Despreparado para a pandemia, o SUS perdeu quase 50 mil leitos desde 2007

uti leitgosCoronavírus chega ao Brasil em um momento em que o SUS já está altamente sobrecarregado e sem leitos suficientes para acomodar os doentes.

O gráfico abaixo mostra a evolução negativa do estoque de leitos hospitalares disponíveis no Sistema Único de Saúde (SUS) nos últimos 12 anos, indicando a perda de quase 50 mil unidades. Esse é o resultado de um ataque contínuo do acesso a hospitais públicos que hoje deixa os mais pobres basicamente desamparados, enquanto diversas enfermidades graves circulam no Brasil, a começar pelo Coronavírus.wp-1584098908582.jpg

A questão da diminuição de leitos hospitalares é apenas uma faceta do desmanche do SUS, uma experiência que, mesmo com uma série de problemas, logrou dotar os brasileiros mais pobres do acesso à saúde universal.  E é por isso mesmo que desde a sua criação, o SUS tem estado na mira de diferentes administrações federais cuja opção preferencial é de favorecer os interesses das grandes corporações financeiras que se alimentam da dívida pública brasileira, ainda que causando enormes sacrifícios aos mais pobres que não tem como pagar planos privados de saúde.
——
Reproduza o trecho da notícia sobre os leitos do SUS que começa em "Despreparado para a" e termina em "acomodar os doentes.". A listagem que vem a seguir é um material à parte, sem ligação com a notícia.

Dados de apontamento por expressão referencial:
——
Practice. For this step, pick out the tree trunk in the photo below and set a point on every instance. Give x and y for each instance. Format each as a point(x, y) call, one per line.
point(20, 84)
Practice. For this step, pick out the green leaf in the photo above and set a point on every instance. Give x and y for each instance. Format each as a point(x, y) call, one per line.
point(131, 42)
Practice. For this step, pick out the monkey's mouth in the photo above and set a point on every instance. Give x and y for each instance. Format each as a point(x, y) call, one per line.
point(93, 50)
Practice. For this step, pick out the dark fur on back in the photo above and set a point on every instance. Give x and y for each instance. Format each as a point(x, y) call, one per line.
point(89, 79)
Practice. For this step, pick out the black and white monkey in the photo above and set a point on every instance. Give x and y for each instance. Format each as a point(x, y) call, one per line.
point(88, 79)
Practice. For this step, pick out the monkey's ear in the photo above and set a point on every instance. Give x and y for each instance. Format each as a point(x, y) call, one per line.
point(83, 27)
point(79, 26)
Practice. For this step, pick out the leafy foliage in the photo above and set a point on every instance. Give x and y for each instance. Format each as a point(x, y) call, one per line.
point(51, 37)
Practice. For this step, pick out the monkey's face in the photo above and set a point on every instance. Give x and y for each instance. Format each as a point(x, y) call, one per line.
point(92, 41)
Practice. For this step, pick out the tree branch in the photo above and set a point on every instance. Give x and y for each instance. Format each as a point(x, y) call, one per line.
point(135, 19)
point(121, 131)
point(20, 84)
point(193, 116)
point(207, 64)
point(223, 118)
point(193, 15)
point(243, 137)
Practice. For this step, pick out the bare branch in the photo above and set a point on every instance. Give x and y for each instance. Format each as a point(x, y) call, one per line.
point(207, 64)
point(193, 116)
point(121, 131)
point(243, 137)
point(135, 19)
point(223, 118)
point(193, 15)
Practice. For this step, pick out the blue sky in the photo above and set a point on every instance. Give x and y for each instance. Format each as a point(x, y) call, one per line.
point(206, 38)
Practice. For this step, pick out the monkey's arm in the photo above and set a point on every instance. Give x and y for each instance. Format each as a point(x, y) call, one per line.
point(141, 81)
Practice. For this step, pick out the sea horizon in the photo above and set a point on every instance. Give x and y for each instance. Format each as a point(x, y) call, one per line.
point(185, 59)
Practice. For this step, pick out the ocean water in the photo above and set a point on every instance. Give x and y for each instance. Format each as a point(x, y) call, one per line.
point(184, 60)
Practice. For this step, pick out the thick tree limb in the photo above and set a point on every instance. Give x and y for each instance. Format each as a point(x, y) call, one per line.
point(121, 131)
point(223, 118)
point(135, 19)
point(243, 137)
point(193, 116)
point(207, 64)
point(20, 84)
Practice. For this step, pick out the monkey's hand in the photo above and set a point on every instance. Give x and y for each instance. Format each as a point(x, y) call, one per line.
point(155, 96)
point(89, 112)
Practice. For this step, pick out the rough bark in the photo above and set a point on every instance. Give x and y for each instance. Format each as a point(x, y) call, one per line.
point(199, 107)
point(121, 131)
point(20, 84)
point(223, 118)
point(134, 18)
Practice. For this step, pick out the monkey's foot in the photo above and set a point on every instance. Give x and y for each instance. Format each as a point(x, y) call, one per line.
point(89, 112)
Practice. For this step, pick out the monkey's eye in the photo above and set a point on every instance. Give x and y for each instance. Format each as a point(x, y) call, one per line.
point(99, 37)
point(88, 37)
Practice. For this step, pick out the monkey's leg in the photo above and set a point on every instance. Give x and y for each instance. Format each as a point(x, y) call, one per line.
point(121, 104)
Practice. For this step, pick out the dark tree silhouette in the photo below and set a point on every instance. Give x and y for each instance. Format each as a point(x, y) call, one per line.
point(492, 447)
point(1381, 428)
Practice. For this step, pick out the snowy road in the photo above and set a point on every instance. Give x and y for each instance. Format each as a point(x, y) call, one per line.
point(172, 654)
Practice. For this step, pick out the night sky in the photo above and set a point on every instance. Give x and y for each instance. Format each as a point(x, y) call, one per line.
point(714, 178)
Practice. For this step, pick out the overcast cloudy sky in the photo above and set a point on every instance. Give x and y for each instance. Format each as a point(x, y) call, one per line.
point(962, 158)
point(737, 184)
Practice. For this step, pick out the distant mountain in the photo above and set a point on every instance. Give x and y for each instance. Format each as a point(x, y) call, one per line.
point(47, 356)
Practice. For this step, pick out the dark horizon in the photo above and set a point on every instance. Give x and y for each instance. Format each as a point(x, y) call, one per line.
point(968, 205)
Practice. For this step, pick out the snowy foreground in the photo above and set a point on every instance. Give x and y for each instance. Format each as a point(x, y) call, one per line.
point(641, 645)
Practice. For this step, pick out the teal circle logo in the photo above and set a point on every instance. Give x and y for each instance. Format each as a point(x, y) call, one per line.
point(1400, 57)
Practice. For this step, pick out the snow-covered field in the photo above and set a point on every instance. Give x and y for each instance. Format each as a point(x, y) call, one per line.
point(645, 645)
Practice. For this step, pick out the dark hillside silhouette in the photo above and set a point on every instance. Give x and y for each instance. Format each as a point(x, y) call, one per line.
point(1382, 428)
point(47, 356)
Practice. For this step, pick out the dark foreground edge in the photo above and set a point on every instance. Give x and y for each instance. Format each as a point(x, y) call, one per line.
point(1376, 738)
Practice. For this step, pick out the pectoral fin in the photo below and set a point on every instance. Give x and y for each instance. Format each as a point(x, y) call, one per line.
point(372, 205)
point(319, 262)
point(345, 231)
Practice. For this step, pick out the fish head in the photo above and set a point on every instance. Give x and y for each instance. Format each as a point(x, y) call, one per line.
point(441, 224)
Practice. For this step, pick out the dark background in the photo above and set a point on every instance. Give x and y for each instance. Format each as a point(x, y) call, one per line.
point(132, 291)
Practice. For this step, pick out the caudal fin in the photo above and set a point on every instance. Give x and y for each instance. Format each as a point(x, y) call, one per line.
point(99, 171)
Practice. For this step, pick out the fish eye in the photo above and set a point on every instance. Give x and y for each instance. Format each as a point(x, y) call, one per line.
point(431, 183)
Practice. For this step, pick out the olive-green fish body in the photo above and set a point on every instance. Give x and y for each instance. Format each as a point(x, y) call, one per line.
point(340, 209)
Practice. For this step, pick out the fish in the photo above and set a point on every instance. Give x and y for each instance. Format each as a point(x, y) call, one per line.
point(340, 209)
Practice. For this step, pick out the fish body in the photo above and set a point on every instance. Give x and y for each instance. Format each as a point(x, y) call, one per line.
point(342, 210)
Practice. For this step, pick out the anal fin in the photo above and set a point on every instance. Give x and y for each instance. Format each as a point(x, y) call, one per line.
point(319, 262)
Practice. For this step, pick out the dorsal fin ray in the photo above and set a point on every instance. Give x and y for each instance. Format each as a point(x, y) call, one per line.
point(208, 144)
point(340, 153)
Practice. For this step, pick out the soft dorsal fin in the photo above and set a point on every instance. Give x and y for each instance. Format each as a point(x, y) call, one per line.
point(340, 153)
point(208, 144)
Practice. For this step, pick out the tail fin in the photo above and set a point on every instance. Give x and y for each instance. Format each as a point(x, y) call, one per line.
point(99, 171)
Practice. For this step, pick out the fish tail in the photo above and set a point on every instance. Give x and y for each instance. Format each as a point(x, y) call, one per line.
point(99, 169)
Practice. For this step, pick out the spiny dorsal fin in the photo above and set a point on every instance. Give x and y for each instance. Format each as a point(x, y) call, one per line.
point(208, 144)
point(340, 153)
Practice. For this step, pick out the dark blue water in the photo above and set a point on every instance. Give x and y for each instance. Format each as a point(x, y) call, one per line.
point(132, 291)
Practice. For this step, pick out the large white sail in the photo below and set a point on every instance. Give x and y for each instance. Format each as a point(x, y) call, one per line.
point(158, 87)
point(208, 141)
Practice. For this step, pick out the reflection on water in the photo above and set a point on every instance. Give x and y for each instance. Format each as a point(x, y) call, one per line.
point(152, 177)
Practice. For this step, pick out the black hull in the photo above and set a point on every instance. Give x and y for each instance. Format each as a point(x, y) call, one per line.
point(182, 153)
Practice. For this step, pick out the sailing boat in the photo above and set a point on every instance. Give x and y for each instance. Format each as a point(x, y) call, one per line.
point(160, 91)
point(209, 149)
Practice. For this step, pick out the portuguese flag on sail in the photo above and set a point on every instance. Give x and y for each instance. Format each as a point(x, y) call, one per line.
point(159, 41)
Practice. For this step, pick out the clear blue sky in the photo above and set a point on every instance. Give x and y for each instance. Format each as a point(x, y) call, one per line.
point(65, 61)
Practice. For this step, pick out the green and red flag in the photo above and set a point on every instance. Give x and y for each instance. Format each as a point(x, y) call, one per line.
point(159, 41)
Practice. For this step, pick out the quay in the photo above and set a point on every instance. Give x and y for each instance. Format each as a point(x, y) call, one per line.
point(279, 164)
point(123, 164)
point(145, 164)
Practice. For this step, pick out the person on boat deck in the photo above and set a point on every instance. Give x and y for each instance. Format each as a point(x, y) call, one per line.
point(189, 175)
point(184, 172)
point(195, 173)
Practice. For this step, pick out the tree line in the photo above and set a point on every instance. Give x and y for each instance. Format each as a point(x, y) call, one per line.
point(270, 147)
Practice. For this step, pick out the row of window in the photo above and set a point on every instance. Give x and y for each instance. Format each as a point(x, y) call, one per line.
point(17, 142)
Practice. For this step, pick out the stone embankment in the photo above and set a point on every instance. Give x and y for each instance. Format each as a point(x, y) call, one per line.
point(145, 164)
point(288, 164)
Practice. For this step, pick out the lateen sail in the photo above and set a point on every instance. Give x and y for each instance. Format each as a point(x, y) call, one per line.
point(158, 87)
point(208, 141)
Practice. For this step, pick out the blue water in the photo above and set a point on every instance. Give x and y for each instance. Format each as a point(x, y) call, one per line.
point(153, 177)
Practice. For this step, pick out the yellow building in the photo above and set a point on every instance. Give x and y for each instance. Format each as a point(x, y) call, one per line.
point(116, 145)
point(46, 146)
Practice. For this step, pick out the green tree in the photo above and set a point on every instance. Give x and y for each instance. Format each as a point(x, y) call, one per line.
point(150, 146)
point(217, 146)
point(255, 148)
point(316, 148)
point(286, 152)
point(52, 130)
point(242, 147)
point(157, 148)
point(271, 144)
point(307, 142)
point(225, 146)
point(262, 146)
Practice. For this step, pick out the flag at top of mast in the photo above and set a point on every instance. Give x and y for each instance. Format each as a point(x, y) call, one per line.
——
# Resposta
Despreparado para a pandemia, o SUS perdeu quase 50 mil leitos desde 2007

uti leitgosCoronavírus chega ao Brasil em um momento em que o SUS já está altamente sobrecarregado e sem leitos suficientes para acomodar os doentes.